### SHORT EXERCISE
Write out the records that appear below, verbatim and complete, but without pictures.
*** RECORDS SHOWN
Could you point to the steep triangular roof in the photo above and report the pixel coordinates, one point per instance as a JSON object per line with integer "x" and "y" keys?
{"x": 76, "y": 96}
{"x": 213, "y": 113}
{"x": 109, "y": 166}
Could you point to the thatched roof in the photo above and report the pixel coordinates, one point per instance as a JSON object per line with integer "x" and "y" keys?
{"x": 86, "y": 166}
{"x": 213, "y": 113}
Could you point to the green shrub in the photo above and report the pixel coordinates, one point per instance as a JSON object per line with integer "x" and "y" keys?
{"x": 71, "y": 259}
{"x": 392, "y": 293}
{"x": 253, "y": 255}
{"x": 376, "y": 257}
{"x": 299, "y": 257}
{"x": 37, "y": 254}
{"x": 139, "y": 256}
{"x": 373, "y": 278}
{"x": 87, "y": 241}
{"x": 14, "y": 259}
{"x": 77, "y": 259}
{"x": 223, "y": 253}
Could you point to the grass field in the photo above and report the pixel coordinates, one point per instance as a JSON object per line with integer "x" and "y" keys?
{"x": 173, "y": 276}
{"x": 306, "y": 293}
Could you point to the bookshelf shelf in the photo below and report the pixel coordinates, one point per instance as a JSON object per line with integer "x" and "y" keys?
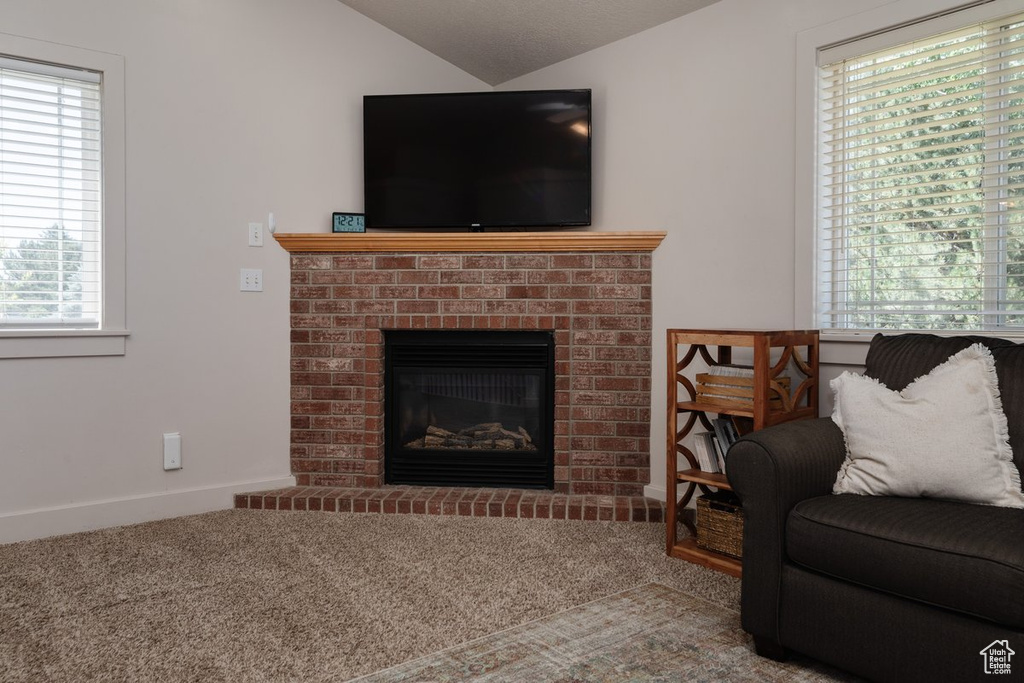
{"x": 768, "y": 399}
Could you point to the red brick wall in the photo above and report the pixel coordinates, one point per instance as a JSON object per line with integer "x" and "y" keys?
{"x": 598, "y": 306}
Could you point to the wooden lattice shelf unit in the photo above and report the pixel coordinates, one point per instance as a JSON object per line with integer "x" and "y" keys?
{"x": 769, "y": 398}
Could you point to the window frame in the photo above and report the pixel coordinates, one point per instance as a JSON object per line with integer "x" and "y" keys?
{"x": 893, "y": 24}
{"x": 110, "y": 338}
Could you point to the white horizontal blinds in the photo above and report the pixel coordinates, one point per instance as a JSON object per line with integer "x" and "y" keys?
{"x": 921, "y": 198}
{"x": 50, "y": 203}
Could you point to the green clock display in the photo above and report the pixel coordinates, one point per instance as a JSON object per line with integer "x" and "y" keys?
{"x": 349, "y": 222}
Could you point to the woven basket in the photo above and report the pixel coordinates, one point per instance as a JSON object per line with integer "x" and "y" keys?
{"x": 734, "y": 392}
{"x": 720, "y": 526}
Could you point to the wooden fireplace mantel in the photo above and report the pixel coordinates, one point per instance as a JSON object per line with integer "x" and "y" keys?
{"x": 635, "y": 241}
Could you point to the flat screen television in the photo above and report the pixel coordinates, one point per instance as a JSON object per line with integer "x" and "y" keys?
{"x": 477, "y": 160}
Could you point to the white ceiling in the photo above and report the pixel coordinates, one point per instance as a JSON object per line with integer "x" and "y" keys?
{"x": 498, "y": 40}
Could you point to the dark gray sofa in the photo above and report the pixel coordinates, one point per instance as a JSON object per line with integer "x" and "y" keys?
{"x": 891, "y": 589}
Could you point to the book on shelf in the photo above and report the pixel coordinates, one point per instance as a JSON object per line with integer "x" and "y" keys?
{"x": 719, "y": 451}
{"x": 724, "y": 431}
{"x": 704, "y": 453}
{"x": 731, "y": 370}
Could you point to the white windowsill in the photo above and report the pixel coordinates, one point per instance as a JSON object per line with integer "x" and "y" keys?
******
### RESULT
Could you point to the steep triangular roof in the photo above and report the pixel coordinates, one point per instance as a JSON object per line with integer "x" and "y" keys?
{"x": 76, "y": 96}
{"x": 213, "y": 113}
{"x": 109, "y": 166}
Could you point to the thatched roof in the photo above and report the pixel coordinates, one point per instance as a JSON object per line with integer "x" and "y" keys?
{"x": 86, "y": 166}
{"x": 213, "y": 113}
Could you point to the green shrub in the photo above and report the pixel coordinates, one point per instance as a JSON object per line with integer "x" and "y" keys?
{"x": 71, "y": 259}
{"x": 392, "y": 293}
{"x": 253, "y": 255}
{"x": 376, "y": 257}
{"x": 299, "y": 257}
{"x": 37, "y": 254}
{"x": 139, "y": 256}
{"x": 373, "y": 278}
{"x": 87, "y": 241}
{"x": 14, "y": 259}
{"x": 77, "y": 259}
{"x": 223, "y": 253}
Could you point to the grass field in the photo above and report the pixel coordinates, one point per instance as a JSON object per line with integer "x" and "y" keys?
{"x": 173, "y": 276}
{"x": 306, "y": 293}
Could you point to the bookshelf shelf in the photo below and report the pixel coordinates, one point per instance as a JSON object per line with integer "x" and "y" keys?
{"x": 768, "y": 399}
Could you point to the red brick wall in the photo above and report the pixel coordinates, one point per instance as a JSON object per line with integer "x" and "y" keys?
{"x": 598, "y": 306}
Could you point to the wooden lattice shelf unit in the photo above and report the pixel coordinates, one point per instance as a JSON object per line with integer "x" and "y" keys?
{"x": 769, "y": 398}
Could you point to the window frame in the photo above and report the pixel coordinates, one point per instance as a JSON object per line with integer "x" and "y" keys?
{"x": 893, "y": 24}
{"x": 110, "y": 338}
Could you point to the white horizontal blinds in the photo above and report the pixel coordinates, one point per instance as a JSON object per line with integer "x" and "y" keys?
{"x": 921, "y": 198}
{"x": 50, "y": 203}
Could you point to the green clock display in the photo above and report the pixel coordinates, one point per instance as a JSON object per line with integer "x" and "y" keys?
{"x": 349, "y": 222}
Could you point to the woven basket in the photo above and report the pixel coordinates, one point per instance as a JSON object per line with integer "x" and "y" keys?
{"x": 734, "y": 392}
{"x": 720, "y": 526}
Could you point to the wooden fireplace mantel in the photo above and report the pixel coordinates, one point per instance as a JSON object per line with integer "x" and "y" keys?
{"x": 635, "y": 241}
Could you point to the flat screen television in the photo above and report the pixel coordinates, one point per instance as a JSON object per line with integer "x" and "y" keys?
{"x": 477, "y": 160}
Could you point to the white ceiling in the photo above and report the pixel coordinates, one point per instance as a JSON object per line with integer "x" and "y" keys?
{"x": 498, "y": 40}
Could you point to the dark gray sofa in the photo above and report the pixel coordinates, one point per instance as a JSON object per line with integer "x" and "y" keys?
{"x": 891, "y": 589}
Could you point to the book on shelf in the photo above and report the pixel coordinates, one point per instance as a JSON object per line with integer "x" and "y" keys?
{"x": 719, "y": 451}
{"x": 724, "y": 431}
{"x": 704, "y": 453}
{"x": 731, "y": 370}
Could you point to the white windowsill in the photo above and report the pixel coordinates, one point per instance as a JSON object per line with integer "x" and "y" keys?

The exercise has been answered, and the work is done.